## Compito da svolgere
Trascriva i record a partire dall'inizio e fino alla riga che contiene "point(371, 41)", inclusa, sostituendo "ceiling fan" con "overhead fan" e senza alterare nient'altro. Nella risposta ometta le immagini.

## Record presentati
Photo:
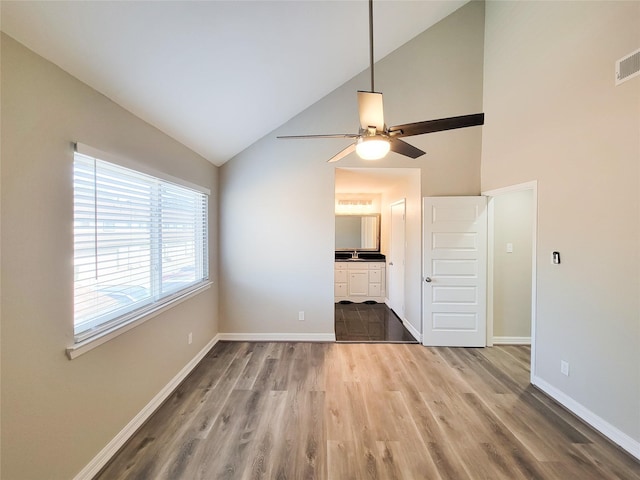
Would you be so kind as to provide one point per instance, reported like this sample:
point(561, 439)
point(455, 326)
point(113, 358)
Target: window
point(139, 243)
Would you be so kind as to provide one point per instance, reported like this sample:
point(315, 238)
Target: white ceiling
point(216, 75)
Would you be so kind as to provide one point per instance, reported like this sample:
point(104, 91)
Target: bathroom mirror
point(358, 232)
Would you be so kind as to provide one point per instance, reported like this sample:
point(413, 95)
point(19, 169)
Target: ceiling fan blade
point(343, 153)
point(431, 126)
point(403, 148)
point(333, 135)
point(370, 110)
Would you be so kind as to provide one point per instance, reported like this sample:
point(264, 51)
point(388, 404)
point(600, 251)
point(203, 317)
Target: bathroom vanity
point(360, 280)
point(359, 269)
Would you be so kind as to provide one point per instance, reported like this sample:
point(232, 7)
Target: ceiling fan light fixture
point(372, 148)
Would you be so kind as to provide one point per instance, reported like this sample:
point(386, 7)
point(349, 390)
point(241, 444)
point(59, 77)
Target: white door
point(396, 259)
point(454, 271)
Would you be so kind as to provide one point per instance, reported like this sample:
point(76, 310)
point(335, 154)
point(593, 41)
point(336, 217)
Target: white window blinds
point(139, 242)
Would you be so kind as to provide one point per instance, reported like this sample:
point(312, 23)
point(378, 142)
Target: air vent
point(628, 67)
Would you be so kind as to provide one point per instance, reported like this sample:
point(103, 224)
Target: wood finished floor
point(364, 411)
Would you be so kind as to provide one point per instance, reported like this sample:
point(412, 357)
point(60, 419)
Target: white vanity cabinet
point(359, 281)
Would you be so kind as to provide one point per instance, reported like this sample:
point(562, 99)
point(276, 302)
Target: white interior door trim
point(533, 186)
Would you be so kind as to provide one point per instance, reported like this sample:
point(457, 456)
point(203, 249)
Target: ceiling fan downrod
point(371, 41)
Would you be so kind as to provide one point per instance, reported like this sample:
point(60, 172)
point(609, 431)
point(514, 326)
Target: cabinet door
point(375, 276)
point(359, 282)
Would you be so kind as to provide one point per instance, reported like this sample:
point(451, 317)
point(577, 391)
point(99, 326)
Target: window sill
point(89, 344)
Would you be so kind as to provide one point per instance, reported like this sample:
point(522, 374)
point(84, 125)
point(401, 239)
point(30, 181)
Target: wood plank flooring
point(365, 411)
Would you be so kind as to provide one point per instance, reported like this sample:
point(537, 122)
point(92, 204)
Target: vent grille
point(628, 67)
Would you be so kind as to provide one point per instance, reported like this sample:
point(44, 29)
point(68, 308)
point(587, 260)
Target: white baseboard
point(412, 330)
point(100, 460)
point(278, 337)
point(612, 433)
point(512, 340)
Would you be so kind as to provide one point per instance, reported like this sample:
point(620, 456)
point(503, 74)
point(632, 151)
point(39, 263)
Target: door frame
point(403, 203)
point(491, 194)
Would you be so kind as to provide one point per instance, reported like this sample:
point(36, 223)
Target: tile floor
point(362, 322)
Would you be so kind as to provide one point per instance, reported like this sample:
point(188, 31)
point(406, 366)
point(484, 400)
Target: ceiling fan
point(374, 139)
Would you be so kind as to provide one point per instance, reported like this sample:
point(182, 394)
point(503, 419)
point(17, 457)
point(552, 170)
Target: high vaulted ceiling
point(216, 75)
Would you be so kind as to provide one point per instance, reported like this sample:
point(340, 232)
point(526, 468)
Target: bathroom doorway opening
point(375, 191)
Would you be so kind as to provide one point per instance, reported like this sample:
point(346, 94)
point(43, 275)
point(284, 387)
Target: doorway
point(386, 187)
point(511, 268)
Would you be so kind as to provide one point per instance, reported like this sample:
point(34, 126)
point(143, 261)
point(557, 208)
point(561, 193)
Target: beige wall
point(58, 414)
point(513, 224)
point(277, 197)
point(553, 114)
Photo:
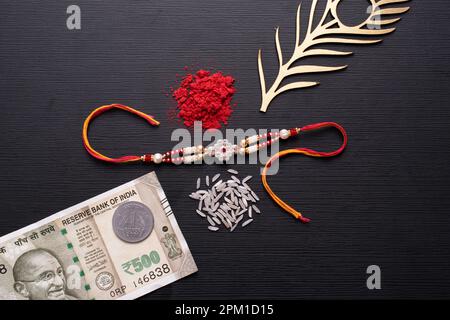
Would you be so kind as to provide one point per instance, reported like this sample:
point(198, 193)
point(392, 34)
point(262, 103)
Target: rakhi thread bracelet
point(222, 150)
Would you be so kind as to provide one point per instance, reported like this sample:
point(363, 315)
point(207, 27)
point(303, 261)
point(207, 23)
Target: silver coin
point(133, 222)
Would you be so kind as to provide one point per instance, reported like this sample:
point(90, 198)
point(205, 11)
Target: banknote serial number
point(141, 263)
point(152, 275)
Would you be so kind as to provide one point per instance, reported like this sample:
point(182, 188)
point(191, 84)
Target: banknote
point(121, 244)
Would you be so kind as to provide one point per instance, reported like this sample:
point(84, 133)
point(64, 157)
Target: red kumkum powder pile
point(205, 97)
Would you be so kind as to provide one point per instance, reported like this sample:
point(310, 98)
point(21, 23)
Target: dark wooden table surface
point(384, 202)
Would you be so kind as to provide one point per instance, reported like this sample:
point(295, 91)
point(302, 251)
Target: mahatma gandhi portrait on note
point(38, 275)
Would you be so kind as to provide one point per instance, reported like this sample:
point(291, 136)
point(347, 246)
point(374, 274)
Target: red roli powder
point(205, 97)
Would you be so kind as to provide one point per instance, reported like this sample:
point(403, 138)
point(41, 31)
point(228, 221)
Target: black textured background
point(384, 201)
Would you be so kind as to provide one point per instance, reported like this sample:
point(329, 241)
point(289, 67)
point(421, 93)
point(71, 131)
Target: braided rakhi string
point(304, 151)
point(99, 111)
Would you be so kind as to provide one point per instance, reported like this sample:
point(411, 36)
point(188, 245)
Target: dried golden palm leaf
point(326, 32)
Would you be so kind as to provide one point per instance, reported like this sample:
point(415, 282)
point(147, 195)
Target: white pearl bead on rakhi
point(157, 158)
point(284, 134)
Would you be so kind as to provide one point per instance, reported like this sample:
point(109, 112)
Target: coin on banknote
point(132, 221)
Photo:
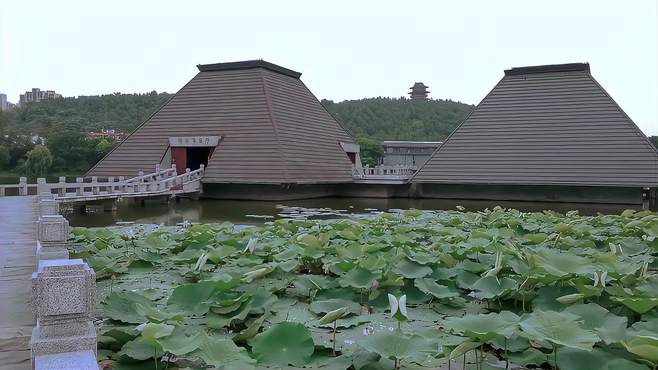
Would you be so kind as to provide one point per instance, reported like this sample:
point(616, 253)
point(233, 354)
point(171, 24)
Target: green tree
point(73, 151)
point(102, 148)
point(371, 151)
point(39, 160)
point(4, 157)
point(399, 119)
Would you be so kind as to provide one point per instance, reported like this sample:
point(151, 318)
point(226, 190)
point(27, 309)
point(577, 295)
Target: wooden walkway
point(18, 217)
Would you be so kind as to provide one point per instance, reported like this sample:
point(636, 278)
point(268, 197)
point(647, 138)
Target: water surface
point(256, 212)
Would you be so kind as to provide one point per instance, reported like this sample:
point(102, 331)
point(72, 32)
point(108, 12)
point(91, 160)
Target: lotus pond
point(410, 290)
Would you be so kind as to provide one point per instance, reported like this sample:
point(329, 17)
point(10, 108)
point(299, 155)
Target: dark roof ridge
point(548, 68)
point(248, 64)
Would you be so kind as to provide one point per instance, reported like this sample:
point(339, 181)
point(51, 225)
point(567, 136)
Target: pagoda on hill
point(419, 91)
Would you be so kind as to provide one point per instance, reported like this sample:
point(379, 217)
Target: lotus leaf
point(284, 344)
point(561, 328)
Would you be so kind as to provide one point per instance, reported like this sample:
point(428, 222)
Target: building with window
point(419, 91)
point(544, 133)
point(37, 95)
point(251, 123)
point(411, 153)
point(4, 104)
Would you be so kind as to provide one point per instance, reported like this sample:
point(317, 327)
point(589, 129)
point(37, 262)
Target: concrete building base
point(81, 360)
point(518, 193)
point(66, 339)
point(531, 193)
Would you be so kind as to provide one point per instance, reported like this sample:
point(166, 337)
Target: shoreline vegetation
point(63, 127)
point(406, 290)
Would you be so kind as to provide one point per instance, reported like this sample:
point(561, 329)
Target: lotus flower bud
point(375, 284)
point(334, 315)
point(398, 307)
point(570, 298)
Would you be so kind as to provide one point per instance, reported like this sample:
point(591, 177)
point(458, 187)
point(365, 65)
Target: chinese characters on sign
point(194, 141)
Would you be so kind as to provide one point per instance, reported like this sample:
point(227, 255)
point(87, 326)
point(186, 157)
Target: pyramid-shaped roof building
point(545, 125)
point(267, 126)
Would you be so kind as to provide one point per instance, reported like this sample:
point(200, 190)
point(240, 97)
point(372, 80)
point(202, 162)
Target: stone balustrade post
point(52, 234)
point(80, 188)
point(122, 187)
point(61, 186)
point(42, 187)
point(94, 185)
point(22, 183)
point(48, 207)
point(110, 183)
point(63, 300)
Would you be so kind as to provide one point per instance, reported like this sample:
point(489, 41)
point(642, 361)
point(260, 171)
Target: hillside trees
point(38, 161)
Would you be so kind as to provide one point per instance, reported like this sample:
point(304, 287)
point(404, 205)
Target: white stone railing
point(22, 187)
point(383, 171)
point(159, 182)
point(63, 298)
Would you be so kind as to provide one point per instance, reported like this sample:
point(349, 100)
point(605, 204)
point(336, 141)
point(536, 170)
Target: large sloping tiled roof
point(545, 125)
point(273, 129)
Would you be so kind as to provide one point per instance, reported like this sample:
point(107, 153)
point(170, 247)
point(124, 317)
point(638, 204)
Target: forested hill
point(399, 119)
point(373, 118)
point(121, 112)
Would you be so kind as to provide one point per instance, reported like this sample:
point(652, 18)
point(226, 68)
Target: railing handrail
point(158, 182)
point(393, 171)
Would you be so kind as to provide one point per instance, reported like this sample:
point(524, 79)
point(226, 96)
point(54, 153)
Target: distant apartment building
point(419, 91)
point(37, 95)
point(4, 105)
point(412, 153)
point(107, 134)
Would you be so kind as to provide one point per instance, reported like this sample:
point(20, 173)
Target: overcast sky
point(345, 49)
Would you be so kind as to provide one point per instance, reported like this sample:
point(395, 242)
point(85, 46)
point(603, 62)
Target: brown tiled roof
point(545, 125)
point(273, 129)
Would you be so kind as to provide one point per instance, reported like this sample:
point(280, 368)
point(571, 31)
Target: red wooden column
point(179, 158)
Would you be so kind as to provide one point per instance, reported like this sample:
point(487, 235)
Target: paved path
point(18, 217)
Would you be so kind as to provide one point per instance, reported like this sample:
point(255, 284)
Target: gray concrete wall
point(577, 194)
point(561, 194)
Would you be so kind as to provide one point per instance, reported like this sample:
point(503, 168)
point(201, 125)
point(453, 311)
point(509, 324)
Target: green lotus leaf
point(483, 327)
point(288, 265)
point(640, 305)
point(142, 348)
point(611, 328)
point(251, 330)
point(325, 306)
point(123, 306)
point(647, 327)
point(463, 348)
point(196, 299)
point(180, 343)
point(284, 344)
point(530, 356)
point(311, 282)
point(577, 359)
point(155, 331)
point(393, 345)
point(313, 241)
point(492, 286)
point(557, 263)
point(411, 270)
point(560, 328)
point(222, 353)
point(218, 321)
point(429, 286)
point(643, 346)
point(359, 278)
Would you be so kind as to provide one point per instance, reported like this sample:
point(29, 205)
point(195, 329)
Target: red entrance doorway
point(192, 152)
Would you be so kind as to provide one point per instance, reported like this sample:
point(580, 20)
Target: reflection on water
point(256, 212)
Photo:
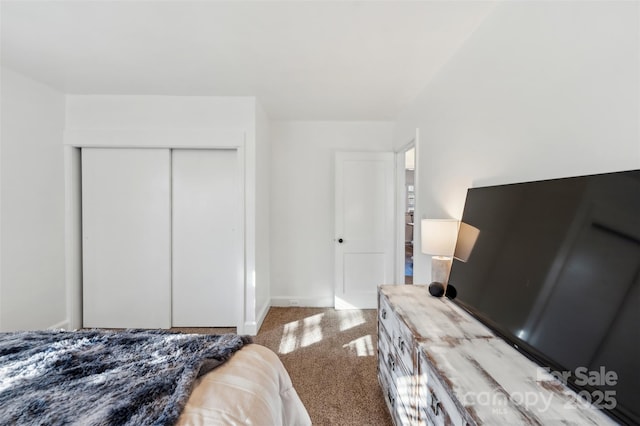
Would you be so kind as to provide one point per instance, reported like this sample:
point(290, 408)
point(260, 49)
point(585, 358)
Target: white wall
point(32, 281)
point(185, 122)
point(263, 196)
point(540, 90)
point(302, 203)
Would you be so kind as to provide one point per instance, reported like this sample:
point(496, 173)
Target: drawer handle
point(435, 404)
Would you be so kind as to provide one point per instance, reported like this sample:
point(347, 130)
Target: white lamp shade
point(467, 236)
point(439, 236)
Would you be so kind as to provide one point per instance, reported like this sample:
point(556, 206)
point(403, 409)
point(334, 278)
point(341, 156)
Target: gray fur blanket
point(132, 377)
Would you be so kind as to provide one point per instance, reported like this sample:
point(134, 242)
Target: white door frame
point(400, 203)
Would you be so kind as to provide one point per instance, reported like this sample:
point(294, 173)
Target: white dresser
point(439, 365)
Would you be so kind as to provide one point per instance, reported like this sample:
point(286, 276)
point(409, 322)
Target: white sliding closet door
point(207, 219)
point(126, 227)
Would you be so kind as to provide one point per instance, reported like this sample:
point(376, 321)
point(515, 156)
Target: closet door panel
point(126, 227)
point(207, 254)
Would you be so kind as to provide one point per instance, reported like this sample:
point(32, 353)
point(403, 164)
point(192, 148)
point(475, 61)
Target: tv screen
point(555, 270)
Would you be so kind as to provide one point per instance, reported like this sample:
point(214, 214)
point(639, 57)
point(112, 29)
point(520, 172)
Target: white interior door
point(364, 220)
point(126, 238)
point(207, 216)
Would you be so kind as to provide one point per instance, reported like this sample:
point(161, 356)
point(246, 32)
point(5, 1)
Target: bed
point(138, 377)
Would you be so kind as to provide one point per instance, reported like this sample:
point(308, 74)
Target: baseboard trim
point(61, 325)
point(263, 314)
point(304, 302)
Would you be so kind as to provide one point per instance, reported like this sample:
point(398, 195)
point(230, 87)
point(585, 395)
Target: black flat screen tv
point(555, 271)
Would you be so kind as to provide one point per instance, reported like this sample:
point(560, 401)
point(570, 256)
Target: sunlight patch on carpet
point(362, 346)
point(350, 319)
point(300, 334)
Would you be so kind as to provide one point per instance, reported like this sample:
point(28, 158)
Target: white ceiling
point(303, 60)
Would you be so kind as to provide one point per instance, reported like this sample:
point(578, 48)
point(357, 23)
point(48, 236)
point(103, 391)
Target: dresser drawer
point(436, 404)
point(401, 337)
point(393, 399)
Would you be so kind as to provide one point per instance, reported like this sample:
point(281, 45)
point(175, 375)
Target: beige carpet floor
point(331, 358)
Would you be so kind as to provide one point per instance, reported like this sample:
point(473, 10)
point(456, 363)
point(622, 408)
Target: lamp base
point(440, 269)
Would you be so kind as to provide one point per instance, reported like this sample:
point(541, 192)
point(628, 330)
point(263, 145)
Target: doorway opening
point(406, 210)
point(409, 204)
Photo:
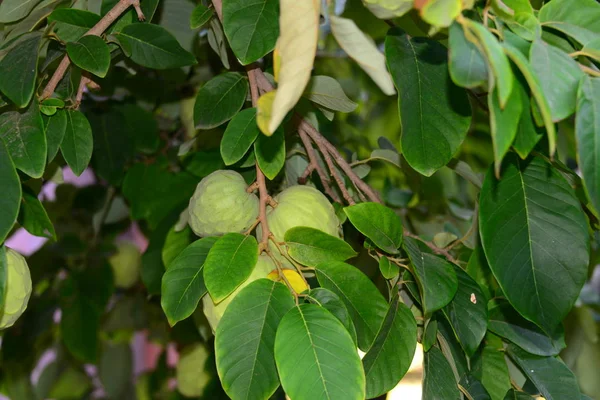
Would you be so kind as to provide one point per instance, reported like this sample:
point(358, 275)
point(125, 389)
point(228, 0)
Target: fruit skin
point(126, 263)
point(214, 312)
point(221, 205)
point(18, 288)
point(301, 206)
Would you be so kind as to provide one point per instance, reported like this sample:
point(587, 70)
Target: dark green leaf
point(183, 283)
point(153, 46)
point(23, 134)
point(229, 263)
point(435, 113)
point(310, 246)
point(270, 153)
point(78, 143)
point(245, 340)
point(219, 100)
point(506, 322)
point(10, 200)
point(311, 340)
point(379, 223)
point(18, 70)
point(251, 27)
point(438, 379)
point(467, 312)
point(531, 257)
point(366, 305)
point(391, 354)
point(90, 53)
point(436, 277)
point(549, 374)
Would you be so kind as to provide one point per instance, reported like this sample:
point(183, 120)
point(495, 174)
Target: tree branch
point(96, 30)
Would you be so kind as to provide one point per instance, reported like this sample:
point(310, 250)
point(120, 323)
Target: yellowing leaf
point(296, 46)
point(362, 50)
point(265, 111)
point(294, 278)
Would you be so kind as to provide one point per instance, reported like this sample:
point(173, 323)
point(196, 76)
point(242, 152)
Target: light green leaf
point(245, 340)
point(78, 143)
point(311, 340)
point(366, 305)
point(183, 283)
point(219, 100)
point(154, 47)
point(310, 246)
point(252, 27)
point(379, 223)
point(518, 220)
point(23, 134)
point(90, 53)
point(229, 263)
point(393, 349)
point(18, 70)
point(435, 114)
point(10, 200)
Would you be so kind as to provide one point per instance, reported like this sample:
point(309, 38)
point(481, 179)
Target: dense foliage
point(313, 178)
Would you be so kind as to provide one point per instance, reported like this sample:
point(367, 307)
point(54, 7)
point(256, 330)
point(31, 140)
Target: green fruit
point(18, 288)
point(221, 205)
point(126, 263)
point(192, 377)
point(301, 206)
point(214, 312)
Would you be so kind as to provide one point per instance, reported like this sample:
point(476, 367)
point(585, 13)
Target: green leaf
point(10, 200)
point(549, 374)
point(72, 24)
point(245, 340)
point(18, 70)
point(507, 323)
point(559, 76)
point(200, 16)
point(393, 349)
point(436, 277)
point(438, 378)
point(366, 305)
point(183, 283)
point(239, 136)
point(504, 123)
point(219, 100)
point(327, 92)
point(33, 217)
point(251, 27)
point(154, 47)
point(270, 153)
point(311, 340)
point(467, 312)
point(23, 134)
point(310, 246)
point(466, 63)
point(587, 129)
point(90, 53)
point(78, 142)
point(332, 303)
point(229, 263)
point(435, 113)
point(14, 10)
point(379, 223)
point(531, 257)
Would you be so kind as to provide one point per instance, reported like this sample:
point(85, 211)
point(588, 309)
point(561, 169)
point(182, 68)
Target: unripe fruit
point(221, 205)
point(301, 206)
point(214, 312)
point(18, 288)
point(126, 263)
point(191, 373)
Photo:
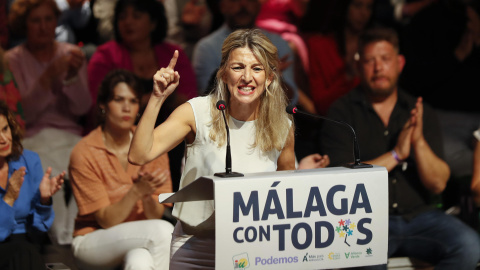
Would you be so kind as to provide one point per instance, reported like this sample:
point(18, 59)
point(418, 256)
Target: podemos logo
point(241, 261)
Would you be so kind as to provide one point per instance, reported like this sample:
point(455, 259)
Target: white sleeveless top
point(204, 158)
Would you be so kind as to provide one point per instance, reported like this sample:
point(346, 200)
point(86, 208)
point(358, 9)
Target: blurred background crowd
point(56, 53)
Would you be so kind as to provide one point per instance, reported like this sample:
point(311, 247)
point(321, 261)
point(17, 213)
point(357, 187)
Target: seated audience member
point(443, 68)
point(332, 47)
point(282, 17)
point(475, 184)
point(52, 81)
point(399, 132)
point(25, 198)
point(239, 15)
point(140, 27)
point(188, 22)
point(119, 215)
point(9, 91)
point(75, 15)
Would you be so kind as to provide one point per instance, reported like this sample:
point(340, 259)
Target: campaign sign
point(309, 219)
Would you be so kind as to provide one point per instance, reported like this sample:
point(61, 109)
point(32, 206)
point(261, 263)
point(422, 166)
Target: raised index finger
point(173, 61)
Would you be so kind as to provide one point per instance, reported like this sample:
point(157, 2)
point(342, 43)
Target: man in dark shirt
point(399, 132)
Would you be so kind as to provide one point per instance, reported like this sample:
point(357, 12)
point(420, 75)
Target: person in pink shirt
point(140, 27)
point(52, 81)
point(332, 38)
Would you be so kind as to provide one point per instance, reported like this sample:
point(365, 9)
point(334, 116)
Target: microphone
point(221, 106)
point(291, 109)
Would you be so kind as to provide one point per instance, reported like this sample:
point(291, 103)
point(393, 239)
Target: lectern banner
point(312, 219)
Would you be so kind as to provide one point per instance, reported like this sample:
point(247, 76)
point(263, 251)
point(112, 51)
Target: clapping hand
point(148, 182)
point(166, 79)
point(14, 184)
point(50, 186)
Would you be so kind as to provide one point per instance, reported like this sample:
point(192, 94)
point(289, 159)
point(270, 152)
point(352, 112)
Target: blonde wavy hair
point(272, 124)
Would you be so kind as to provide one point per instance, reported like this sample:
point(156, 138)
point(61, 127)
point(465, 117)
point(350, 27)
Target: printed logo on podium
point(241, 261)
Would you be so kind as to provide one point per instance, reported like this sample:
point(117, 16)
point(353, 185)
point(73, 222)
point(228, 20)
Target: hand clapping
point(148, 182)
point(14, 184)
point(50, 186)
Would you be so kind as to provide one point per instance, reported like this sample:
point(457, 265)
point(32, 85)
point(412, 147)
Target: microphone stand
point(356, 149)
point(228, 158)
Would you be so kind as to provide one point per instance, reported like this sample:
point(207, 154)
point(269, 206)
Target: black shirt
point(407, 195)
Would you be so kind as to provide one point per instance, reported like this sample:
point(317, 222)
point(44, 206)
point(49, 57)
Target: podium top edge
point(328, 170)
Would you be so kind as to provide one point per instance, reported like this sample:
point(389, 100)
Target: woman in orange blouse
point(119, 219)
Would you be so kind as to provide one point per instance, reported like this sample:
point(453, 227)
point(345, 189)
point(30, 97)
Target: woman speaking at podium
point(261, 131)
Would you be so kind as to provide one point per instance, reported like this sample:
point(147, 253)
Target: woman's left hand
point(50, 186)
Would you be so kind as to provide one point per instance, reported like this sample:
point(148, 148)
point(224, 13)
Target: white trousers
point(139, 245)
point(191, 252)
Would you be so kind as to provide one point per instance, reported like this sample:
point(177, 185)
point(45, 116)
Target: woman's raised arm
point(150, 142)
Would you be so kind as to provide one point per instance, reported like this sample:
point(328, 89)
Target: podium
point(304, 219)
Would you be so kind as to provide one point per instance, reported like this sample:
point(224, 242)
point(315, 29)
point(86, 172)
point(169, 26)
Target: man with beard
point(399, 132)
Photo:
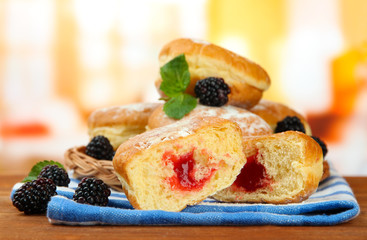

## Esercizio svolto
Photo:
Would you be so kind as to provide one point per instance, reported like this sample:
point(561, 439)
point(455, 326)
point(113, 358)
Target: window
point(139, 243)
Would you be so kind as to provide one point per instance, reported like this sample:
point(315, 238)
Target: white ceiling
point(216, 75)
Would you be so kind as to provide one point per instance, reported like this sample:
point(104, 91)
Target: bathroom mirror
point(358, 232)
Would you be so kind as to provide one point per instance, reported like this sample:
point(413, 95)
point(19, 169)
Target: overhead fan blade
point(343, 153)
point(431, 126)
point(403, 148)
point(333, 135)
point(370, 110)
Would you be so kind as to provide one point per instance, reported like this sample:
point(264, 51)
point(388, 404)
point(600, 251)
point(203, 317)
Target: bathroom vanity
point(360, 280)
point(359, 269)
Would you be so kind as to provide one point per instance, reported like this sample:
point(232, 7)
Target: overhead fan light fixture
point(372, 148)
Would you be so kind as to provide one point per instance, reported like this sample:
point(386, 7)
point(349, 390)
point(241, 444)
point(59, 77)
Target: white door
point(396, 259)
point(454, 271)
Would you be so kind as to provide one point per instance, reported like this sample:
point(76, 310)
point(335, 154)
point(593, 41)
point(336, 217)
Target: white window blinds
point(139, 242)
Would you be so kind as to provide one point per instance, reported like this sample:
point(312, 23)
point(378, 142)
Target: air vent
point(628, 67)
Would you be so kind as to provide one point per instance, reported like this sample:
point(103, 224)
Target: wood finished floor
point(364, 411)
Would you be so kind as to provide one point per instance, reported like this sample:
point(412, 357)
point(60, 419)
Target: white vanity cabinet
point(359, 281)
Would you be so kind as to provide one point per instance, reported like this sample:
point(562, 99)
point(276, 302)
Target: white interior door trim
point(533, 186)
Would you be so kind as to provide one point per instance, reported like this sample:
point(457, 456)
point(203, 249)
Target: overhead fan downrod
point(371, 41)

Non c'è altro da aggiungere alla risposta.